(Natural-language object grounding data)

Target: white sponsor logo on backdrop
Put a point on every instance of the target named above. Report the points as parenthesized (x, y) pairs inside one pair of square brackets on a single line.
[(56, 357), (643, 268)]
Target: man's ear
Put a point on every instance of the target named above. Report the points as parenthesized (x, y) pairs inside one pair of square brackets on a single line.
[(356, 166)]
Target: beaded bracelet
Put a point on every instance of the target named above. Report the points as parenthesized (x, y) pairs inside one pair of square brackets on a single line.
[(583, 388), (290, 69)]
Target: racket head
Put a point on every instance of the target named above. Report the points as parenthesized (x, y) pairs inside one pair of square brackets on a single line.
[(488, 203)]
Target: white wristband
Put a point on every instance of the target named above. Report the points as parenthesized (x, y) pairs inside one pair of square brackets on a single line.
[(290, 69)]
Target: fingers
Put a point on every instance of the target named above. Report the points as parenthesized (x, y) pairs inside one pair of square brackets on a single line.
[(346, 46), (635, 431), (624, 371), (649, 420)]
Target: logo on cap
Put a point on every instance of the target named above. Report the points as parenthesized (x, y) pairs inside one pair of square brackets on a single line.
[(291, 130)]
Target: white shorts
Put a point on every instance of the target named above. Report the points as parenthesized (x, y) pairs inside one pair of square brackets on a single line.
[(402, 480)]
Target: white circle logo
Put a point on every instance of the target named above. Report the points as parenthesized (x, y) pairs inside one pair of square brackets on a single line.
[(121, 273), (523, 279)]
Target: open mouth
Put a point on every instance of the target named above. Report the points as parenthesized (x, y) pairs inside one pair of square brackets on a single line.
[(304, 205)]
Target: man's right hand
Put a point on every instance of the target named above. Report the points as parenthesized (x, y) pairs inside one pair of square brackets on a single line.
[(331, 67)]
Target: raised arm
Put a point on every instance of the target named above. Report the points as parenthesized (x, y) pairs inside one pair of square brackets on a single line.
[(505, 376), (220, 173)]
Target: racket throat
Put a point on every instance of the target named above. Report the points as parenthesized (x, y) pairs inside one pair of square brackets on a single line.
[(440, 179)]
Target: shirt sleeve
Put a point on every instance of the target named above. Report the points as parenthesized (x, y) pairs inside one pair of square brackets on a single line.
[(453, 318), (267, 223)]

• **Work to complete**
Write the entries out once more, exactly as given.

• **Solved exercise**
Target: white sponsor logo on backdrop
Put a point on every instance of the target named above. Report the points as parenthesized (x, y) pairs inside one pair of square brackets on a single line.
[(56, 357), (643, 268)]
Target: man's ear
Put a point on every instance of the target named above. Report the points as parenthesized (x, y) pairs inside one pair of square brackets on a single line.
[(356, 166)]
Target: beaded bracelet
Put a point on every instance of the target named above. Report the points as parenthesized (x, y) pairs inside one pair of square brackets on a single line.
[(583, 388), (290, 69)]
Target: racket head
Put a point on every instance of the target named above. Report the points as parenthesized (x, y) pairs inside one pair of square brackets on a single line.
[(488, 203)]
Target: white wristband
Put a point on every instance of the target named above. Report the points as parenthesized (x, y) pairs inside one pair of square brackets on a single line.
[(290, 69)]
Target: fingers
Put a point on every instance of the target named above. Report the points as parenthesized (x, y) pairs inside one pair of square brackets on a single line.
[(346, 46), (635, 431), (624, 371), (649, 420)]
Target: logo on cap
Put a point on every instance of the target named above. Report the points as parenthesized (x, y) pairs inside one pair of square brackets on a single line.
[(291, 130)]
Target: white shorts
Put a point on every instance of the target named above. Report the points as parenthesized (x, y) pairs inside one pair of square brackets on a single line.
[(402, 480)]
Target: white circle logo
Put a point on every instance of the target named above. Report the points as parenthesized (x, y) pairs inside one pair of square brackets on a single line.
[(121, 273), (523, 279)]
Target: open mouth
Put a point on every instance of the target named above. Report the points as parenthesized (x, y) pairs inside one pair of square brackets on a single line.
[(304, 205)]
Target: man's right hand
Put a point on every instance of the target named above. Report the points as parenthesized (x, y) pairs inside one pair of square brackets on a single line.
[(331, 67)]
Target: raised arm
Put a point on every instance of the target named above. Report the points as parenthesized (x, y) pairs inside one pair of square brackets on a single line.
[(505, 376), (220, 173)]
Target: racket throat
Put a point on every instance of the target named above. Report the points as parenthesized (x, y) pairs inside one pair of square brackets on a single line.
[(440, 179)]
Target: shirt sleeve
Put a point on every instance of the target named above. Report the points as parenthesized (x, y) pairs inside one pair of square brackets on a single line.
[(453, 318), (267, 223)]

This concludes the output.